== DOCUMENT EXCERPT ==
::::::::

Airborne vs. Aerosol vs. Droplet: What's the Difference?
This article was updated on July 13 with new information from the World Health Organization.
COVID-19 has introduced several new terms to the national lexicon. In addition to phrases like social distancing, self-quarantine, and N95 respirator, you may have seen the word airborne popping up more in recent weeks. It usually appears in discussions concerning how the novel coronavirus that causes COVID-19 is transmitted—a question that's still debated by health experts. So what exactly does it mean when a pathogen is airborne, what do droplets and aerosol have to do with it, and which of these terms apply to the new coronavirus?
What are droplets?
We know that there are at least two ways to catch the new coronavirus: by coming in close contact with infected individuals and touching contaminated objects and surfaces. In both cases, the root of the transmission is often a cough or sneeze. When someone with COVID-19 coughs—which is a common symptom of the disease—they send a spray of mucus and saliva droplets flying from their mouths. These tiny, sometimes invisible droplets, measuring between five and 10 micrometers in diameter, contain particles of the virus. Coughing into a shirt sleeve or mask can catch a lot of these droplets, but with nothing to block them, many will land on objects and people in the immediate vicinity. This is why a sick person is more likely to infect more people standing elbow-to-elbow with them in crowded subway car than they are keeping a 6-foot distance from others in a spacious park.

::::::::

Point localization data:
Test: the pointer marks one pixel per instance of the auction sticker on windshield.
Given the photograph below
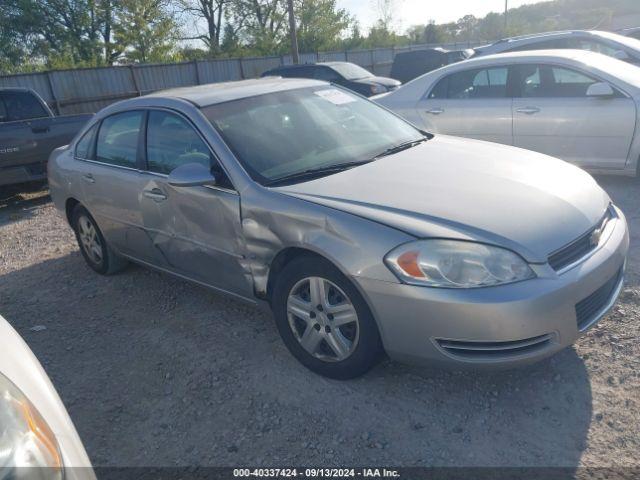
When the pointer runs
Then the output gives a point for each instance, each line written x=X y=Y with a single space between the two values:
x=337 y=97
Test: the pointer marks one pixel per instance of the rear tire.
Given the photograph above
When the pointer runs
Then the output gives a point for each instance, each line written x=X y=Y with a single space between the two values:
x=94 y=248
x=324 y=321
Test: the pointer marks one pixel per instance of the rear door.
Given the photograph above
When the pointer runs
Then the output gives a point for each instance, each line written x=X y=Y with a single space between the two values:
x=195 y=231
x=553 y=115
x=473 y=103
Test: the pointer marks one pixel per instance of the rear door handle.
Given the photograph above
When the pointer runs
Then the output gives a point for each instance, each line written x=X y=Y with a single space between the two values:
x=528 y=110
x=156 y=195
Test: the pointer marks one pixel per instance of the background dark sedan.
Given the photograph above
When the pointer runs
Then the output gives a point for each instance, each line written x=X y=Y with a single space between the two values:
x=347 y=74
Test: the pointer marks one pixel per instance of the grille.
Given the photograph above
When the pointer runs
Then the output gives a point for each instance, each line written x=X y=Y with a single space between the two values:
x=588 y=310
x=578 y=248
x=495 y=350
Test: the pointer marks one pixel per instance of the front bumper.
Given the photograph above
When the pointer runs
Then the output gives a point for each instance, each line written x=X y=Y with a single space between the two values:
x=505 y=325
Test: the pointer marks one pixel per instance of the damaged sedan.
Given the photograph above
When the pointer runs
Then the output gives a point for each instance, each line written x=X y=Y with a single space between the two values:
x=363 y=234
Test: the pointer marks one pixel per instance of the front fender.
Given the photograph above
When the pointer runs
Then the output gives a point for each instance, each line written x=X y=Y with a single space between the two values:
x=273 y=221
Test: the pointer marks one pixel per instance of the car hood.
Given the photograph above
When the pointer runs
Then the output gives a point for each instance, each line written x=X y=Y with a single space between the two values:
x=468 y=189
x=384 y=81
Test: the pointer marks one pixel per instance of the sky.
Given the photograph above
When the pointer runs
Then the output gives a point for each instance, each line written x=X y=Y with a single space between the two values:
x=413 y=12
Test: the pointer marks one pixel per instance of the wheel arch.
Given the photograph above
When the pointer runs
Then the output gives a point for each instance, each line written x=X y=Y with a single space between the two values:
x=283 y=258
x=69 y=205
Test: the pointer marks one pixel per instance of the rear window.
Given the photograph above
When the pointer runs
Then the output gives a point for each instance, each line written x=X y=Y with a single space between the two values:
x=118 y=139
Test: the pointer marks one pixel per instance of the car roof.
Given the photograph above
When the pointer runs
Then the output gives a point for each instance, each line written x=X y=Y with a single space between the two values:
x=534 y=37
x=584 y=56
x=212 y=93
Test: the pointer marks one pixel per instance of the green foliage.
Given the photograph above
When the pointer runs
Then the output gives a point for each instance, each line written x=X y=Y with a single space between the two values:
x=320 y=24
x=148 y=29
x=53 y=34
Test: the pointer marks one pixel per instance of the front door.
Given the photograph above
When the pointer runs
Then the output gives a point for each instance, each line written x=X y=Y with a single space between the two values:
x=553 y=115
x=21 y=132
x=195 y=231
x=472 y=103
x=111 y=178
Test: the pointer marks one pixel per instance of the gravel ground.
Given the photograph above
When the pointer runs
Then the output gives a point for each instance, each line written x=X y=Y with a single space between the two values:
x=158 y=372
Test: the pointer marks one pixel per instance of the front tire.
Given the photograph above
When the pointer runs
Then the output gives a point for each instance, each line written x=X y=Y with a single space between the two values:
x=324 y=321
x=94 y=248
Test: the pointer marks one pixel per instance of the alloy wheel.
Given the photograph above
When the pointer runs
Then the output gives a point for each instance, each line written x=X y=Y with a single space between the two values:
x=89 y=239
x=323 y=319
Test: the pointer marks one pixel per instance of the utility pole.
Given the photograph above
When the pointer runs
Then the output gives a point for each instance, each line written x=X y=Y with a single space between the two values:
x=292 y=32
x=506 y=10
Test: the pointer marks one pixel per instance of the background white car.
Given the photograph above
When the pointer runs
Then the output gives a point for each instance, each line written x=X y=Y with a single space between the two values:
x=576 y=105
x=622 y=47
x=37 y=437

::::::::

== EXERCISE REQUIREMENTS ==
A. Answer these questions about the article on airborne, aerosol, and droplet transmission:
(i) On what date was the article updated, and with new information from which organization?
(ii) What size range in diameter does the article give for the droplets sent out by a cough?
(iii) What two ways of catching the new coronavirus does the article name?
B. Reproduce the stretch of the coronavirus transmission article from "What are droplets?" through "a spacious park.".
C. Take the article on airborne, aerosol, and droplet transmission further, picking up after its final sentence.

== RESULTS OF THE EXERCISE ==
A.
(i) It was updated on July 13 with new information from the World Health Organization.
(ii) Between five and 10 micrometers in diameter.
(iii) Coming in close contact with infected individuals, and touching contaminated objects and surfaces.

B.
What are droplets?
We know that there are at least two ways to catch the new coronavirus: by coming in close contact with infected individuals and touching contaminated objects and surfaces. In both cases, the root of the transmission is often a cough or sneeze. When someone with COVID-19 coughs—which is a common symptom of the disease—they send a spray of mucus and saliva droplets flying from their mouths. These tiny, sometimes invisible droplets, measuring between five and 10 micrometers in diameter, contain particles of the virus. Coughing into a shirt sleeve or mask can catch a lot of these droplets, but with nothing to block them, many will land on objects and people in the immediate vicinity. This is why a sick person is more likely to infect more people standing elbow-to-elbow with them in crowded subway car than they are keeping a 6-foot distance from others in a spacious park.

C.
You don't need to be touching someone to contract coronavirus from them. If someone is standing directly behind you in line at the grocery store, they can infect you through the droplets in a sneeze or cough. But while these droplets technically travel through the air, that doesn't automatically make COVID-19 an airborne disease—at least not according to the definition of the word used by health officials. In order to understand what airborne really means, you need to know about aerosols.
What are aerosols?
Saliva and mucous droplets are heavier than air, which means gravity starts pulling them—and whatever viral particles they contain—towards the ground as soon as they leave someone’s body. By the time someone walks out of a room, any droplets they may have emitted have likely already settled on the floor or nearby surfaces—so usually, you don’t need to worry about breathing in those droplets if you’re social distancing correctly.
Aerosols are a different story. They form when smaller droplets evaporate faster than they fall to the ground, leaving nuclei measuring less than five micrometers in diameter. Without heavy liquids dragging them down, virus particles from these evaporated droplets are able to float through the air for up to half an hour. When a virus travels via aerosols, it’s possible to contract it by entering an empty room that a sick person was in several minutes earlier. This transmission via free-drifting aerosols is how the World Health Organization defines an airborne disease.
Is the new coronavirus airborne?
The WHO updated its scientific brief in July to say that airborne transmission of the new coronavirus appears to be possible. Citing three studies of infections in a gym, a choir practice, and a restaurant, WHO stated, "short-range aerosol transmission, particularly in specific indoor locations, such as crowded and inadequately ventilated spaces over a prolonged period of time with infected persons, cannot be ruled out."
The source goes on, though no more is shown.